EXERCISE OBJECTIVE:
Extract every line starting at the line that contains "TARGET = diamond ring" and ending with the final line of the data, inclusive; give only those lines, word for word.

RECORDS TO PROCESS:
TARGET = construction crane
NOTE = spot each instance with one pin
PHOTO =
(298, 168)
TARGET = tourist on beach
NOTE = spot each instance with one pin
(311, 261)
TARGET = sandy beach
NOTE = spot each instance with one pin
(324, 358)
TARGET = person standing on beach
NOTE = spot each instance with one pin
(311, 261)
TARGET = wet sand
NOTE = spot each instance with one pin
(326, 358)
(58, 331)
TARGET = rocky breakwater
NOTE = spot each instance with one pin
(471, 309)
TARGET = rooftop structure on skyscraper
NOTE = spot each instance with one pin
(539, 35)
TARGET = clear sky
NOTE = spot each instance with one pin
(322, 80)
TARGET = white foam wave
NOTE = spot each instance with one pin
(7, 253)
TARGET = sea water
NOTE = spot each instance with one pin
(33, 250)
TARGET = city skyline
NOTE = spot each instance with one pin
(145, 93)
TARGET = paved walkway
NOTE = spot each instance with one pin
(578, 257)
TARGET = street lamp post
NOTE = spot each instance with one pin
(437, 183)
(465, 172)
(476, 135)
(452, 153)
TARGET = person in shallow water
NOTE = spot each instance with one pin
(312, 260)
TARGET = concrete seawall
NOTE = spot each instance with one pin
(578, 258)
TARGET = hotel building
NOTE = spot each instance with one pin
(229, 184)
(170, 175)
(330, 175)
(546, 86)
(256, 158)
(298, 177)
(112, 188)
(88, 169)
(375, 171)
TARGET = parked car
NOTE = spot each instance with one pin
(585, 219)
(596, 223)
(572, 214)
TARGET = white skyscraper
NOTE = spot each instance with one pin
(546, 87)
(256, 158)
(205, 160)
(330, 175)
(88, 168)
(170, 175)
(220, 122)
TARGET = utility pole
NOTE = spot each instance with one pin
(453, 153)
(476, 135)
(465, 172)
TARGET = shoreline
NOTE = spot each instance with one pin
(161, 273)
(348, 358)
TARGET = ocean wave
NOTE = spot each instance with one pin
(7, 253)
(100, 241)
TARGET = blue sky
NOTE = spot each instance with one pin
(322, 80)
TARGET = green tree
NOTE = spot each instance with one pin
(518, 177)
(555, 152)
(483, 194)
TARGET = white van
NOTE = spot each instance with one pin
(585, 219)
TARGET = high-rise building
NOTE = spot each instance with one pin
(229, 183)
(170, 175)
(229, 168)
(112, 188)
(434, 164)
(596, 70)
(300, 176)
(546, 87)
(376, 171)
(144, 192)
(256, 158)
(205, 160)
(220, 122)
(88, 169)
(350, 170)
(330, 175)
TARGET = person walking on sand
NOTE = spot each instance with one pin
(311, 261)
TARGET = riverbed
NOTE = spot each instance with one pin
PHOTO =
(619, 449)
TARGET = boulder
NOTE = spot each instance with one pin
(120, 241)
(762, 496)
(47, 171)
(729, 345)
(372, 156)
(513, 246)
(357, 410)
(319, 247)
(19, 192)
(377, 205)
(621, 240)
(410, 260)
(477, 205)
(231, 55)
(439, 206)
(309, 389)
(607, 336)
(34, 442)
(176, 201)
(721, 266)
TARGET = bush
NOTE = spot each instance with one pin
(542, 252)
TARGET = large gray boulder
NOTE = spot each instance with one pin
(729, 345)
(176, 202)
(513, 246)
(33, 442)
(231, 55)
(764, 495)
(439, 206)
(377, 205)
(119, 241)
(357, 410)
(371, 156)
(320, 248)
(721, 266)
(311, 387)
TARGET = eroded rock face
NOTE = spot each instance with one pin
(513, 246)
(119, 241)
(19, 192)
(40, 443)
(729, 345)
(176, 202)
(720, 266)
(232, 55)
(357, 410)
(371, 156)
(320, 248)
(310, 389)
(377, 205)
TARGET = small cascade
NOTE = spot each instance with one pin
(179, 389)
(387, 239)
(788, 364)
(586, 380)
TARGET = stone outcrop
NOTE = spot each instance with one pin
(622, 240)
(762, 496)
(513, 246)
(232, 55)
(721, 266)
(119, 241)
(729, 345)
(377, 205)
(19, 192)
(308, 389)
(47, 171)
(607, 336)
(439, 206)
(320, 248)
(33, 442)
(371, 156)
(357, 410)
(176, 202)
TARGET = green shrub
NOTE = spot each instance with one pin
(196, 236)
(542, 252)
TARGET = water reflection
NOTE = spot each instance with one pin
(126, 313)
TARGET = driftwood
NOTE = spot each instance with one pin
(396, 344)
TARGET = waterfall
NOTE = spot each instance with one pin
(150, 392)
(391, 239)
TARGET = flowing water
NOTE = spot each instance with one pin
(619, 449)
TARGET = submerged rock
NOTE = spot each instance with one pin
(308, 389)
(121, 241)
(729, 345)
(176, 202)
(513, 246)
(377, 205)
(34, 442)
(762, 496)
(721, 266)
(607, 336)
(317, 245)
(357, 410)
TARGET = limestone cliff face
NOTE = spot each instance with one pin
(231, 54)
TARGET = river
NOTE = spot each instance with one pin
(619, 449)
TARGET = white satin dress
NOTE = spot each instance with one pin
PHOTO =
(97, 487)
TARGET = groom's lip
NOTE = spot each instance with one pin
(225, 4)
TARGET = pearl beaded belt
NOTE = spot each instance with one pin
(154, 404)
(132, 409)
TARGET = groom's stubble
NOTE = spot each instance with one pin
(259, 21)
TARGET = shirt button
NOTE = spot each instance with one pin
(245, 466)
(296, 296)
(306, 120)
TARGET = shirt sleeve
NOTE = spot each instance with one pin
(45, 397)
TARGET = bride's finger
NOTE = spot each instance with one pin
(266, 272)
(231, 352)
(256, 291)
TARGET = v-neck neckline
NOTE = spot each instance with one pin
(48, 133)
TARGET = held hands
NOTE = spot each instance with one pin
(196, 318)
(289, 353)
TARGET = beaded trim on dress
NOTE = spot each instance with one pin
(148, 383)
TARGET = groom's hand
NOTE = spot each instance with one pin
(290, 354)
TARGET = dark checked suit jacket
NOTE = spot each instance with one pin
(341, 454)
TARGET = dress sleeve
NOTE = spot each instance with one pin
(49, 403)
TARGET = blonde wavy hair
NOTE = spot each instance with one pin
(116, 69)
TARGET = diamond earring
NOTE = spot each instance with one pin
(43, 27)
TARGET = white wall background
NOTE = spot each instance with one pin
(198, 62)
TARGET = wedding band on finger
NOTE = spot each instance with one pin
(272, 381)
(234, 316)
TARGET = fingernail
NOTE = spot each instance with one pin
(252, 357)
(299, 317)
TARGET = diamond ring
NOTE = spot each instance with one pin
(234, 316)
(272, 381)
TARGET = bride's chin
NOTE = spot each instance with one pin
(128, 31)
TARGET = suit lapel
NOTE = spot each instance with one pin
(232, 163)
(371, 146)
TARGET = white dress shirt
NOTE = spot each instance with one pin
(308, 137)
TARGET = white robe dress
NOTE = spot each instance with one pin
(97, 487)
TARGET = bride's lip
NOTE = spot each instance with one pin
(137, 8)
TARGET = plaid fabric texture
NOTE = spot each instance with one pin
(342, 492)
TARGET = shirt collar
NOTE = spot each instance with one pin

WORKED SOLUTION:
TARGET = diamond ring
NOTE = spot each instance with one pin
(234, 316)
(272, 381)
TARGET = bride's chin
NOTE = spot each instance with one pin
(128, 31)
TARGET = suit lapel
NOTE = spot each instance with one pin
(232, 163)
(371, 146)
TARGET = white dress shirt
NOTE = spot each instance with one pin
(308, 137)
TARGET = white robe dress
NOTE = spot each instance with one pin
(97, 487)
TARGET = bride's lip
NOTE = spot each instance with one pin
(137, 8)
TARGET = plaid fabric texture
NOTE = spot each instance with one pin
(342, 492)
TARGET = shirt collar
NOTE = spot each instance with one pin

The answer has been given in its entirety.